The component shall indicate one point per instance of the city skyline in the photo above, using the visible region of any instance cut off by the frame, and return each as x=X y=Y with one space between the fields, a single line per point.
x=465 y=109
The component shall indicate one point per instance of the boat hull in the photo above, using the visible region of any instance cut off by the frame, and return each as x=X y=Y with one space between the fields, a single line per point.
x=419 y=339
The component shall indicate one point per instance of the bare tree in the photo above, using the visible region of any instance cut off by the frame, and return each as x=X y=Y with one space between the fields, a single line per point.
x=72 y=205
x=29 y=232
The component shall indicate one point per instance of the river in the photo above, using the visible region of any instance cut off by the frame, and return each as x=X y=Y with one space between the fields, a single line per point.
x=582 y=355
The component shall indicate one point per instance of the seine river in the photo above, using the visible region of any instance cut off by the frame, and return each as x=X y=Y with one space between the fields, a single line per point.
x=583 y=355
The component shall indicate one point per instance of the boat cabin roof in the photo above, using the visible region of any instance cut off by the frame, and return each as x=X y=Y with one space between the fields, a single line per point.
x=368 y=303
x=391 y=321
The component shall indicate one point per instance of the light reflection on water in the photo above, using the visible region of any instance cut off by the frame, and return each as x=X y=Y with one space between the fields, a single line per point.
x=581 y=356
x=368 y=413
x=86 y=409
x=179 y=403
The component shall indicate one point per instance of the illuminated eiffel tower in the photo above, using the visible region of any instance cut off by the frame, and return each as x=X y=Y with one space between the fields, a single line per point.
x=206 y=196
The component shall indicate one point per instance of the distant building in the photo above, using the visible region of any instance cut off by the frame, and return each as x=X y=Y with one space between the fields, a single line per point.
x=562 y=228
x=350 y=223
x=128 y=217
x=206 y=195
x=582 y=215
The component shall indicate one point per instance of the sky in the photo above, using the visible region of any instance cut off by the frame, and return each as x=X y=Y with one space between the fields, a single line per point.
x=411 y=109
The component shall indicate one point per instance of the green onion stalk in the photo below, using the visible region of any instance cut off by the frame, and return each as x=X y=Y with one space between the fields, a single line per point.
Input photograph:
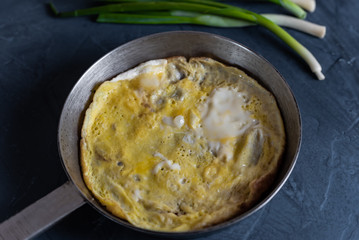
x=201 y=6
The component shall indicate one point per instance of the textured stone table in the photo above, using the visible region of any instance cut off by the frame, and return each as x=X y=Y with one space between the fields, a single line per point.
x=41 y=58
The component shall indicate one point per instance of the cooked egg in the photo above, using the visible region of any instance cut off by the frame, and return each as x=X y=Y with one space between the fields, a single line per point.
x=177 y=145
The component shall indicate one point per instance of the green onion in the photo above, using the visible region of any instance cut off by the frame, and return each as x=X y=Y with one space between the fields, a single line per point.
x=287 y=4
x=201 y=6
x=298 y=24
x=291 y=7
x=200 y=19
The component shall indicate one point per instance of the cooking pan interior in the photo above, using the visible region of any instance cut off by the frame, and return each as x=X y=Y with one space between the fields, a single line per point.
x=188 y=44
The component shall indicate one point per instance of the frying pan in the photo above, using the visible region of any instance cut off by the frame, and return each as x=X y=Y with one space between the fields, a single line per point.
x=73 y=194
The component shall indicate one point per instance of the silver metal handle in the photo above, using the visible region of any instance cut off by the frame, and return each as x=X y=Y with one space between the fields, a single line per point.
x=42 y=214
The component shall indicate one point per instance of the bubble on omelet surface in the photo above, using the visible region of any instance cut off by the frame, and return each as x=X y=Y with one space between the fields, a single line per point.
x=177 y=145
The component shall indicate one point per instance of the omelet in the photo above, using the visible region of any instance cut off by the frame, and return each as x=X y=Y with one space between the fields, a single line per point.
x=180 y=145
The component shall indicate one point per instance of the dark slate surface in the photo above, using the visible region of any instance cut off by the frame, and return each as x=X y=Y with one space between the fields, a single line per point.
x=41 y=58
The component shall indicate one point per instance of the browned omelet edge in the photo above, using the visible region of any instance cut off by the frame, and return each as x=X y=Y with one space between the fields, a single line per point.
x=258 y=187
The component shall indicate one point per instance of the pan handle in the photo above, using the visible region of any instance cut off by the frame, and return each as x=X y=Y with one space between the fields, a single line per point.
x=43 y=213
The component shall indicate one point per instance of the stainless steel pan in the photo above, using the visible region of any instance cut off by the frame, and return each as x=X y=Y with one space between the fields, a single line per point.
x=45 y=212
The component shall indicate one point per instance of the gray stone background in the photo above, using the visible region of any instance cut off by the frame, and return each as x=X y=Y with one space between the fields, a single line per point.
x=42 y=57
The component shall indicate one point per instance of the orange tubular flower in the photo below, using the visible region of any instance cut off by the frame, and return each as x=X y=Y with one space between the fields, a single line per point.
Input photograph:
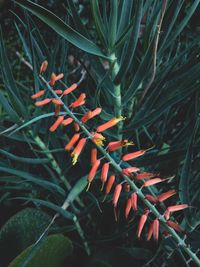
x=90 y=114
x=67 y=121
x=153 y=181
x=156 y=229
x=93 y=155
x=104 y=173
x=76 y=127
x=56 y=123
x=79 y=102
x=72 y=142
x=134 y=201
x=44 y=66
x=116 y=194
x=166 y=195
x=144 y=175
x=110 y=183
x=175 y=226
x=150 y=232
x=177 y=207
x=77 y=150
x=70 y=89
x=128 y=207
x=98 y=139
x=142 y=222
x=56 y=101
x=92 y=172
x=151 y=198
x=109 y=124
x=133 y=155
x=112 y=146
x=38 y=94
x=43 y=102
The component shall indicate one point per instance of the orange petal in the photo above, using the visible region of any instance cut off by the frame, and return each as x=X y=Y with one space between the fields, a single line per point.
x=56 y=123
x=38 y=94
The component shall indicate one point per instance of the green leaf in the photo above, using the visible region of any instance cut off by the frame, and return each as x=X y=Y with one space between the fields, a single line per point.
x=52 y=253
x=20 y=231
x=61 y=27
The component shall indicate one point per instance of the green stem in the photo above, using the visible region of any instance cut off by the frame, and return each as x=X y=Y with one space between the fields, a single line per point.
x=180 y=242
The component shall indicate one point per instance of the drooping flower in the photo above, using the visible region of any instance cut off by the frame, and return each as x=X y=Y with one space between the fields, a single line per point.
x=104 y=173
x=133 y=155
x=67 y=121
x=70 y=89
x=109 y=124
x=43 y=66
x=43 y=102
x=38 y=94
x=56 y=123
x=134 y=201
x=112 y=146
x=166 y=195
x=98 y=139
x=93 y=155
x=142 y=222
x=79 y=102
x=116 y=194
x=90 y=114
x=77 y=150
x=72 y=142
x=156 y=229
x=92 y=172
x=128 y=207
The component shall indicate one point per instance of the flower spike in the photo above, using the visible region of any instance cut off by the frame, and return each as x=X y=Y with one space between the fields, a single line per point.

= = = = =

— WHAT THE EXERCISE ASKS —
Copy the items from the line with "of the drooping" up to and including the final line, requests included, and shift every x and y coordinate in the answers by -94.

— FINAL RESULT —
The component shall indicate one point per instance of the drooping flower in the photo above, using the visible region of any instance cut off by the frame, and return each as x=X y=Y with one space between the fields, a single line per point.
x=10 y=79
x=39 y=61
x=-27 y=27
x=-24 y=-5
x=15 y=30
x=-51 y=-28
x=-51 y=8
x=-56 y=0
x=-38 y=29
x=40 y=107
x=18 y=52
x=72 y=101
x=4 y=45
x=-1 y=61
x=48 y=128
x=-15 y=8
x=22 y=100
x=-4 y=20
x=-17 y=56
x=-22 y=48
x=62 y=135
x=-2 y=78
x=34 y=113
The component shall indicate one point per instance of the flower spike in the photo above, using the visible region of any instance cut off by the frame, and return each as x=X y=Y with one space between the fields, a single line per point.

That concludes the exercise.